Can you copy out the listing lines starting at the line that contains "Where can you find the green grass" and ending at the line that contains "pixel 708 508", replacing "lawn" with "meadow" and leaving everything else unchanged?

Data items
___
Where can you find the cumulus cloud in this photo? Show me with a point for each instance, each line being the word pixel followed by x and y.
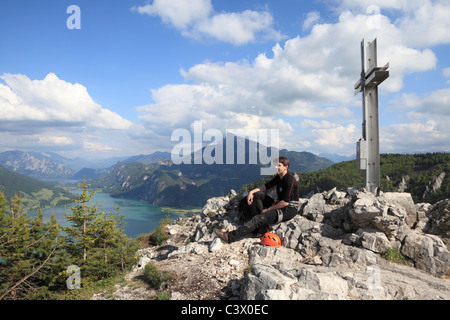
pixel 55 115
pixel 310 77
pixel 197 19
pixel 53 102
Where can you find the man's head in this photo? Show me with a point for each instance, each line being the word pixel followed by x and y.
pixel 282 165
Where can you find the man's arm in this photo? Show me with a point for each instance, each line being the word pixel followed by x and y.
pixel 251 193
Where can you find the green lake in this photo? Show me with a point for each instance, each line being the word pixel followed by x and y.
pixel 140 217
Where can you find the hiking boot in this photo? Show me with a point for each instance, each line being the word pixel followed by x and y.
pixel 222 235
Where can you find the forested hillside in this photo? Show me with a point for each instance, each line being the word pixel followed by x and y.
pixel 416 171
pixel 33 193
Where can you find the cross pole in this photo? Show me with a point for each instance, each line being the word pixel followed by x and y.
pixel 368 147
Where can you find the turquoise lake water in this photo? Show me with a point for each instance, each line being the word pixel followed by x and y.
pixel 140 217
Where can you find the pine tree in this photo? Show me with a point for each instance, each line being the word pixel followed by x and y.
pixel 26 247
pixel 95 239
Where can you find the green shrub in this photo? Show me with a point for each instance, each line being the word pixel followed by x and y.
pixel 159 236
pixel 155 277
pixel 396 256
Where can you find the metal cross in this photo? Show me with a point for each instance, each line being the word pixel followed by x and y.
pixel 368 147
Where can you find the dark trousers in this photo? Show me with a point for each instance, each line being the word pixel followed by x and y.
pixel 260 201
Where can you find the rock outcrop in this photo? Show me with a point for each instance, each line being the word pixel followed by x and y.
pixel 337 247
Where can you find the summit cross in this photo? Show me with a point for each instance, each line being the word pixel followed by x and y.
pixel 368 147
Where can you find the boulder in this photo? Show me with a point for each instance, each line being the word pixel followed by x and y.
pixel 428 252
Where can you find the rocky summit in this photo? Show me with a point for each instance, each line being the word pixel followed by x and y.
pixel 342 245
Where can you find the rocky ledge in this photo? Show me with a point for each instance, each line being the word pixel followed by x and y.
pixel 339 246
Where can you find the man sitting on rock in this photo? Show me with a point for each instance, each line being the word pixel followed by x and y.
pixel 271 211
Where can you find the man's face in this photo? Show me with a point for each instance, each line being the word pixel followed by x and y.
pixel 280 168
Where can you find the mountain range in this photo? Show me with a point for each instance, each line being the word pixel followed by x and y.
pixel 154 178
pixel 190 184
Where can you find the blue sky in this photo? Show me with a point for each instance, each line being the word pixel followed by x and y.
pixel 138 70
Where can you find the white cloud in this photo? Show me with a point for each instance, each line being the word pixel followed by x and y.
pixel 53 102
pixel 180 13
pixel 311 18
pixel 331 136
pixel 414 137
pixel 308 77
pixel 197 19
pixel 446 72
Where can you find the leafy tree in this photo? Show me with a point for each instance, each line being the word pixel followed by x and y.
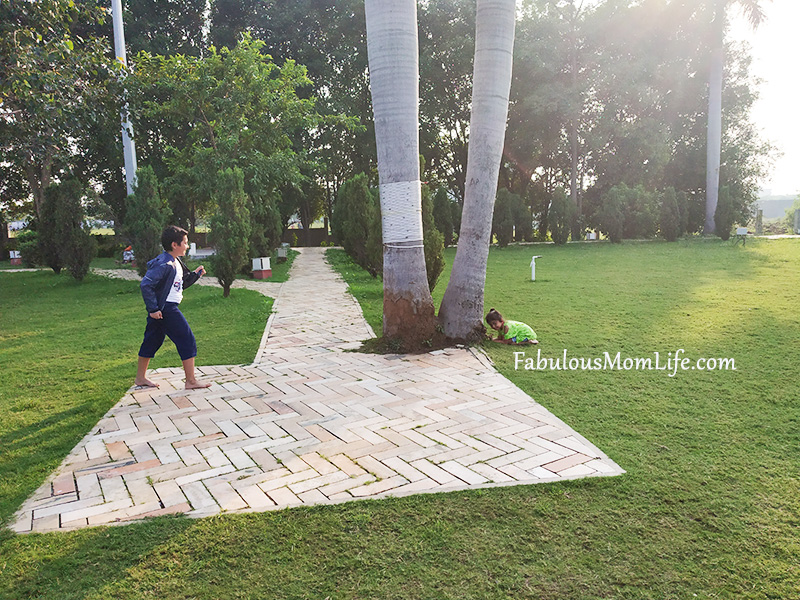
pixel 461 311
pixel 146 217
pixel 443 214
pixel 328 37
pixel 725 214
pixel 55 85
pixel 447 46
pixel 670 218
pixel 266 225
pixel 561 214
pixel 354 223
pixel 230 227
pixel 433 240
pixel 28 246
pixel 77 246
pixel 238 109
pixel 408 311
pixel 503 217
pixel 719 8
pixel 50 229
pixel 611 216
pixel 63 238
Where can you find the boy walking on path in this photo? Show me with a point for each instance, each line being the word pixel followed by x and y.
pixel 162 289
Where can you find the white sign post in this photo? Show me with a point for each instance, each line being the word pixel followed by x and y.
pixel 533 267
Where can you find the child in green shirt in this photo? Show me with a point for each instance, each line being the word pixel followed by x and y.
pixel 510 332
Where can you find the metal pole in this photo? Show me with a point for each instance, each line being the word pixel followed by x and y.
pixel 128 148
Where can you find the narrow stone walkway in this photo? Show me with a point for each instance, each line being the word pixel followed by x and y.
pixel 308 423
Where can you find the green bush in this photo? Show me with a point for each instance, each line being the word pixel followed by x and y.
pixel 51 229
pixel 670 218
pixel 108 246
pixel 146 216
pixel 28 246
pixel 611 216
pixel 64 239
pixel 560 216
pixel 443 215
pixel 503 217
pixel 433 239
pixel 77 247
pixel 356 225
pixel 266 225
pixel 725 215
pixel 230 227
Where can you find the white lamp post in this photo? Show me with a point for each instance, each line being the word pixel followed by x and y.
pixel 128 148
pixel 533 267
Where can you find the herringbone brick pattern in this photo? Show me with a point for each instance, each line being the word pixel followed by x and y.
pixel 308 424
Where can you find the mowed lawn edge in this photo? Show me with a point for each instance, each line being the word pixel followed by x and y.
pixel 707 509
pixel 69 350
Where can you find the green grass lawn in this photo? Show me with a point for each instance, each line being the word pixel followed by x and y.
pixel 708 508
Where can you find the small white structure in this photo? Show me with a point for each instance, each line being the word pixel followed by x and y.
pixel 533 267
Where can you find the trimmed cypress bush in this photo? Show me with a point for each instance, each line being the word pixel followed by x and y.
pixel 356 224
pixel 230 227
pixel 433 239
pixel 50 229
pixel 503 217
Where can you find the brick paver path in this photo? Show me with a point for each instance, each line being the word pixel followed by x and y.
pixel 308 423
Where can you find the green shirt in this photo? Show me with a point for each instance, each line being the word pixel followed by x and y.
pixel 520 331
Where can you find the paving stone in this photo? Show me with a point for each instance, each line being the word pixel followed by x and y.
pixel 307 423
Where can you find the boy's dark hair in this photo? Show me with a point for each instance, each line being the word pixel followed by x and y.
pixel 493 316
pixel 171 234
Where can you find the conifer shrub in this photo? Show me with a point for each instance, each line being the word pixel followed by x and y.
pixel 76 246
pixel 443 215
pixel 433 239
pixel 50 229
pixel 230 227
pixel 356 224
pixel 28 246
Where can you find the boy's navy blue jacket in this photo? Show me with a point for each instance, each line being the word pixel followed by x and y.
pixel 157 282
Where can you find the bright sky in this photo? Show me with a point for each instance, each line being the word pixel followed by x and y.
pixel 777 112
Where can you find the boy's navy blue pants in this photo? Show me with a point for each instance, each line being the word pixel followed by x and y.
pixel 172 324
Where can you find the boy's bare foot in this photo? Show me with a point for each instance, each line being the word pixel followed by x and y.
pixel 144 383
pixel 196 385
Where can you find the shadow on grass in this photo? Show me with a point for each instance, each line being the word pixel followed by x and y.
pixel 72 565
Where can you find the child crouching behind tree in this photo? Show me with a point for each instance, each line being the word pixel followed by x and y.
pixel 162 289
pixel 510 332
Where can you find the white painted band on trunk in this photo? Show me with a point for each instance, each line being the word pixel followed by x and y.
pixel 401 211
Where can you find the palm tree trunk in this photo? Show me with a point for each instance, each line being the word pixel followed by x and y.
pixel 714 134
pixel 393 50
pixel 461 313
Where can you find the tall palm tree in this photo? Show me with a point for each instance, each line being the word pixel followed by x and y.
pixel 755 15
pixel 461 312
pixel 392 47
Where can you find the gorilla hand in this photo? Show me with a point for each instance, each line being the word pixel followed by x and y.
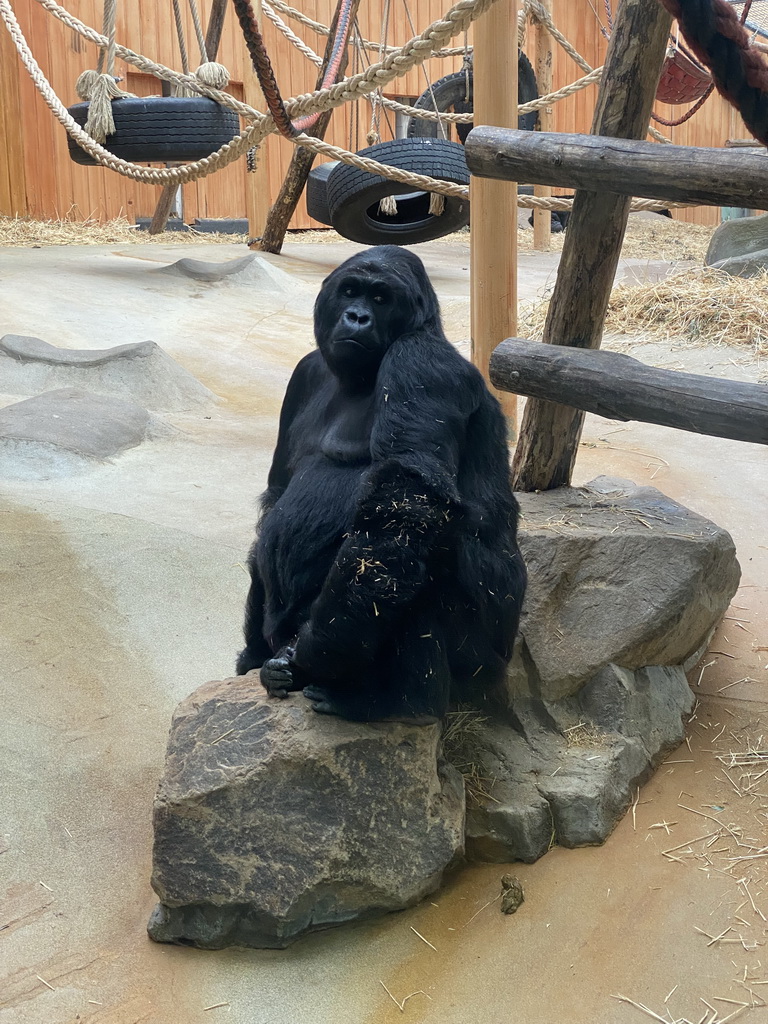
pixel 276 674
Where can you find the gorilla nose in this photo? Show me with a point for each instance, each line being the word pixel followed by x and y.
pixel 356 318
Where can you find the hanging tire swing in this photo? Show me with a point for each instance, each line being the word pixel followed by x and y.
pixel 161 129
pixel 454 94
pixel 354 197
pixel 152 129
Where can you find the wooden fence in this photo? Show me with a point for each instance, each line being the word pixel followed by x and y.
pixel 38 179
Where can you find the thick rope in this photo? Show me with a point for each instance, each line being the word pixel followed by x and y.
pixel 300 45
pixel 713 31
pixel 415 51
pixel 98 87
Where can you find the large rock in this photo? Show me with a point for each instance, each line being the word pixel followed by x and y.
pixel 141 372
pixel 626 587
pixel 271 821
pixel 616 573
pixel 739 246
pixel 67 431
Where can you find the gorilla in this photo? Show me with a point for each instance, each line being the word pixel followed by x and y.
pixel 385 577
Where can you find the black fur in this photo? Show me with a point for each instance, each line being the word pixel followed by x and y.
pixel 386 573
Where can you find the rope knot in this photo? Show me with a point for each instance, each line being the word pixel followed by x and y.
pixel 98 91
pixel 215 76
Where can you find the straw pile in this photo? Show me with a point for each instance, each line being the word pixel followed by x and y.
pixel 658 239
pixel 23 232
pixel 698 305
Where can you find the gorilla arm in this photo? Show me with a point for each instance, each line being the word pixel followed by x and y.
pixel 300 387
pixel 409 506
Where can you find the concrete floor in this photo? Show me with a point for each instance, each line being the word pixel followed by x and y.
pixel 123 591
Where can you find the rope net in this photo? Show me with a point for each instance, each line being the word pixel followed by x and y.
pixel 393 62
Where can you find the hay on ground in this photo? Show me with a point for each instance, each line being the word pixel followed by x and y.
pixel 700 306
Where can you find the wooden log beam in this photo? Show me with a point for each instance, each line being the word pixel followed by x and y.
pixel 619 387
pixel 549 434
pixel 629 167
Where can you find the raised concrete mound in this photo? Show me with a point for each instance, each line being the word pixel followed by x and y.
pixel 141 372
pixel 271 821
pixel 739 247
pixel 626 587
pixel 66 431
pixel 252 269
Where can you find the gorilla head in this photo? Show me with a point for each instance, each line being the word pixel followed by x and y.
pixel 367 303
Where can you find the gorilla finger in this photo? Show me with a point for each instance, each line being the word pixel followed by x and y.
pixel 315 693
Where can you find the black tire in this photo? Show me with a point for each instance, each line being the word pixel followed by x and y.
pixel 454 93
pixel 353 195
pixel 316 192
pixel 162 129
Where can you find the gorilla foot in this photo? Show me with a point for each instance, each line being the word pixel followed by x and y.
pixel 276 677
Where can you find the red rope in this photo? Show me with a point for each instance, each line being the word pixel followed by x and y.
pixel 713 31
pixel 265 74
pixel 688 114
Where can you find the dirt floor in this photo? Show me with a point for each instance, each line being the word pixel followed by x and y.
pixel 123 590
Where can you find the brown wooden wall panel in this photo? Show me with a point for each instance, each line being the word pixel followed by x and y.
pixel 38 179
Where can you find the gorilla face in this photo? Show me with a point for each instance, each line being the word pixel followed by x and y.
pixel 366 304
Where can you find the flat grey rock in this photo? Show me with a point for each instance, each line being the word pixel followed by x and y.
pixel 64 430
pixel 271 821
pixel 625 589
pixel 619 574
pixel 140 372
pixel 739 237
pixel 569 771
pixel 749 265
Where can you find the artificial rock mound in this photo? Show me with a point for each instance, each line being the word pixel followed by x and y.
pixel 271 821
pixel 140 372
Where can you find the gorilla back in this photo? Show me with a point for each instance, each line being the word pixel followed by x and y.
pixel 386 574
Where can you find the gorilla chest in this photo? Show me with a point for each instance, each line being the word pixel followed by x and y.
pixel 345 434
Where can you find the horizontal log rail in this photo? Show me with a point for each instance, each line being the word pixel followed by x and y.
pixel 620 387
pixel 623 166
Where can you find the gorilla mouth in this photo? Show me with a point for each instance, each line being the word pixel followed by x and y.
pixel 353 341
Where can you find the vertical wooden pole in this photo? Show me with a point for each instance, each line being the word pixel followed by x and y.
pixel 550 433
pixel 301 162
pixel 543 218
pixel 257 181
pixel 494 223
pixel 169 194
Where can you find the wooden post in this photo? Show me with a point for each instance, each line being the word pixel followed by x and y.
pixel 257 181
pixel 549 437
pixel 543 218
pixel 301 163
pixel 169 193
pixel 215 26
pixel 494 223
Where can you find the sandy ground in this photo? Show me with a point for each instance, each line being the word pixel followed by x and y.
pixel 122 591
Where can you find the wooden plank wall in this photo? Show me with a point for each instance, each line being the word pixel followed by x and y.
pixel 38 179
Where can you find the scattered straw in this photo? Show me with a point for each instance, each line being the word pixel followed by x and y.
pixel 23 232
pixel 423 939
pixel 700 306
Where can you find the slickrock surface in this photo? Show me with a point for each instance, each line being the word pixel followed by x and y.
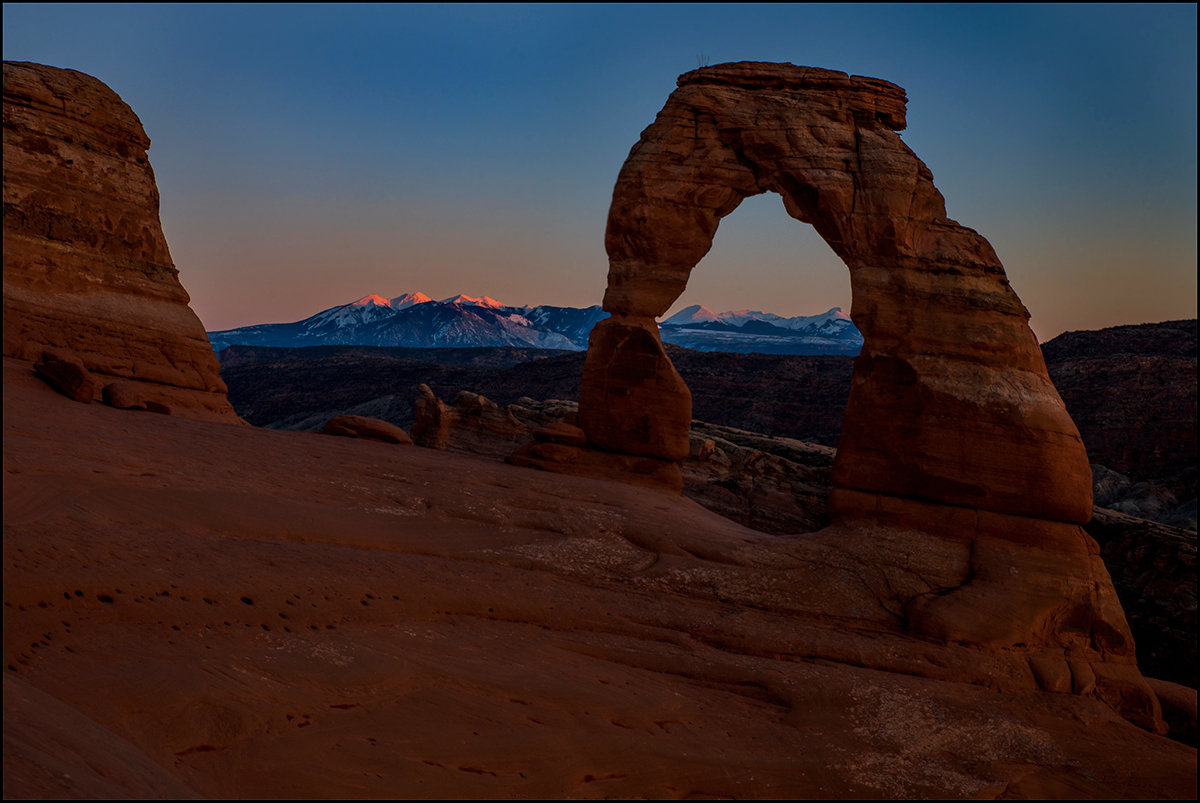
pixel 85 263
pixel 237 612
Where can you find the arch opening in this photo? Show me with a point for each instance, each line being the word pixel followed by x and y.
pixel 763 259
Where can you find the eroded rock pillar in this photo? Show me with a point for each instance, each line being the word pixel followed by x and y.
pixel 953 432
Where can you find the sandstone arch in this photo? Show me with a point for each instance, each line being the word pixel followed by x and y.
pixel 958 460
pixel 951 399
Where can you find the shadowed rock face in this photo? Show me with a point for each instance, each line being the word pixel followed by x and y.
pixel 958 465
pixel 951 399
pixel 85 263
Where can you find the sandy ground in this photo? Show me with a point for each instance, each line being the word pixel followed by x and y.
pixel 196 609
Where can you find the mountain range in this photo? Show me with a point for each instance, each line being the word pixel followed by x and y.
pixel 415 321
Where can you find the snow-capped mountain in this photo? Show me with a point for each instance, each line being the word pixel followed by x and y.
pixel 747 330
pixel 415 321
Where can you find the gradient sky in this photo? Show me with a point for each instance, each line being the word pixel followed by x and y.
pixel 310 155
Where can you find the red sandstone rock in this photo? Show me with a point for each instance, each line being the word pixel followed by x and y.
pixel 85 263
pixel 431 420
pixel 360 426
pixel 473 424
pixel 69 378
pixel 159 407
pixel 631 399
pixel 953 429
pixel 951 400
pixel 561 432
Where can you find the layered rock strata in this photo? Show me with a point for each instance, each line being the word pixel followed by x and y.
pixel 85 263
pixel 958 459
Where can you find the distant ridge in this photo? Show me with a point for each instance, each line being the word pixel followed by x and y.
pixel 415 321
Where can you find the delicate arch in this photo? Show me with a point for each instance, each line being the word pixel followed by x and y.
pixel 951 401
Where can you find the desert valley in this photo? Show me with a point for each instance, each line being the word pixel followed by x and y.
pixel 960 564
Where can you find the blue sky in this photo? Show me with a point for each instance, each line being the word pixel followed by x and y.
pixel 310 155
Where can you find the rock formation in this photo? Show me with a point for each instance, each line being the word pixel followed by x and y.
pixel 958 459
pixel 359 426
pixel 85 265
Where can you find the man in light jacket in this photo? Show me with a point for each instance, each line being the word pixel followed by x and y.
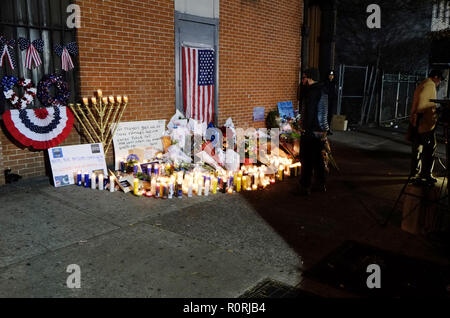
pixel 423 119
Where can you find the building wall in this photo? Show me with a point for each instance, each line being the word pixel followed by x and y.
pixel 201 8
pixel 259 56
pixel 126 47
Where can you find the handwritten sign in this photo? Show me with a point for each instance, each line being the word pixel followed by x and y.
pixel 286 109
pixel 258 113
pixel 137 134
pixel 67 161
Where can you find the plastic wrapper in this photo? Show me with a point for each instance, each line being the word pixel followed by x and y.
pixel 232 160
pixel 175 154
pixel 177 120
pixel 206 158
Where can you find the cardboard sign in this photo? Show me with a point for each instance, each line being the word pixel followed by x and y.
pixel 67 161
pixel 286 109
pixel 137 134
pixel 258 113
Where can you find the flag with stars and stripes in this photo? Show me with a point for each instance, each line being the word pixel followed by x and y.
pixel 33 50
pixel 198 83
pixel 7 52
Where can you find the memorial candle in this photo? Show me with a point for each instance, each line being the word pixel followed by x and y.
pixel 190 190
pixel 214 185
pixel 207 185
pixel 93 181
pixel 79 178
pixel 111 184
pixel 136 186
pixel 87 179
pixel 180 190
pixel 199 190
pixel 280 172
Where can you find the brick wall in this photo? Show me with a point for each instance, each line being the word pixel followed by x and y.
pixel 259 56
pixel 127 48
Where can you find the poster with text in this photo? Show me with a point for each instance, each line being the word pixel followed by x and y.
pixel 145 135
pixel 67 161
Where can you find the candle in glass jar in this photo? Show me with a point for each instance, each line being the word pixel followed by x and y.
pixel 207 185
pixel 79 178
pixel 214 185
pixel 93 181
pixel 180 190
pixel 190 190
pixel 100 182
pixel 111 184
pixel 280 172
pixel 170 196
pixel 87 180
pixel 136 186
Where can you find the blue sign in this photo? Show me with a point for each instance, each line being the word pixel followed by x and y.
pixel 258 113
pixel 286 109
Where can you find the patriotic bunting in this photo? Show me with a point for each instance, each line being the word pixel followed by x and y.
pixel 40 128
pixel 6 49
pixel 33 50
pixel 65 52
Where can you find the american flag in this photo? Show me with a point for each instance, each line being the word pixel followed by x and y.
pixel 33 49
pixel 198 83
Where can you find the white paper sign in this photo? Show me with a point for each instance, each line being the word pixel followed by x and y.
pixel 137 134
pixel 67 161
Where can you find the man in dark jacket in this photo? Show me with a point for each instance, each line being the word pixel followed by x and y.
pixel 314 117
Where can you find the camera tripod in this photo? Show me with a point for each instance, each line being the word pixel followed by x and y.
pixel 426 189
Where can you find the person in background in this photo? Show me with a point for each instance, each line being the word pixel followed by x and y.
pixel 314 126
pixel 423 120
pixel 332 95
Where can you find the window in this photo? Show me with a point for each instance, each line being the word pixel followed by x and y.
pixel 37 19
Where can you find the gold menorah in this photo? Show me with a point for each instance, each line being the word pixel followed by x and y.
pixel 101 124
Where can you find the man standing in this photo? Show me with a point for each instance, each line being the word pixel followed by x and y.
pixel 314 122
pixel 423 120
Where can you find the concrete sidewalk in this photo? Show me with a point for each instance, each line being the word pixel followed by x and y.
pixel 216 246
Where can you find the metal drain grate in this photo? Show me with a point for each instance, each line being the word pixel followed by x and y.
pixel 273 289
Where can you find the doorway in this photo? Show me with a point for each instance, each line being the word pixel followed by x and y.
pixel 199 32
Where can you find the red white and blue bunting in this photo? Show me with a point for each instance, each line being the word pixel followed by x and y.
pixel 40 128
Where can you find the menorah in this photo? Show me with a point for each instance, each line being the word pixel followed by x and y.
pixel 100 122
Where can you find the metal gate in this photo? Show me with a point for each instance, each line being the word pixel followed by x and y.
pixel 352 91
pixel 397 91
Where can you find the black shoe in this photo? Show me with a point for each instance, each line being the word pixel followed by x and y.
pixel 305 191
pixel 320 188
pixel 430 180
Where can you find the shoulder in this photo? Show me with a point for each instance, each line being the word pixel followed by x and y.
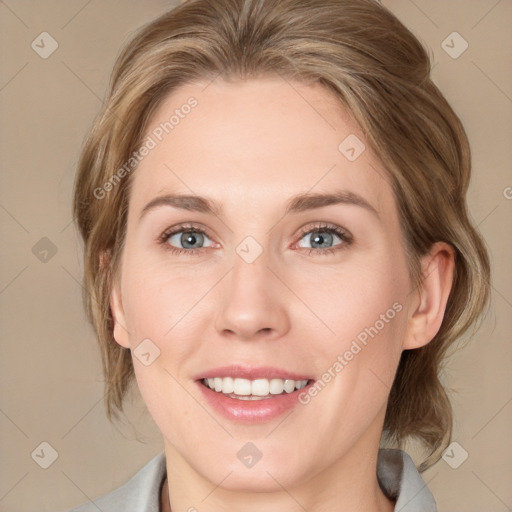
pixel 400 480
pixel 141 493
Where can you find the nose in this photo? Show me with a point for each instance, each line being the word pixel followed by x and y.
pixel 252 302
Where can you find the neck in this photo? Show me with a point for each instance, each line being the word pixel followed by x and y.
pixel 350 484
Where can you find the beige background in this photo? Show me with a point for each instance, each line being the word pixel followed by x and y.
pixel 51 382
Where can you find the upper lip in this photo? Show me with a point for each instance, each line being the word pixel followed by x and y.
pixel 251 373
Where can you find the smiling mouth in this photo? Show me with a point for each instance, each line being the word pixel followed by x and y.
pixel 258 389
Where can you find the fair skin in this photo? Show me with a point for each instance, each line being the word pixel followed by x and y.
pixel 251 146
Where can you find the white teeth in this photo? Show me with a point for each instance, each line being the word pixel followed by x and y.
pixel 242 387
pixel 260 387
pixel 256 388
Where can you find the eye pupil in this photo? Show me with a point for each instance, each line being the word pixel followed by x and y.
___
| Completed exercise |
Where can you find the green grass meadow in this photo? Show me with a point for each instance, each line being the word pixel followed by x and y.
pixel 708 508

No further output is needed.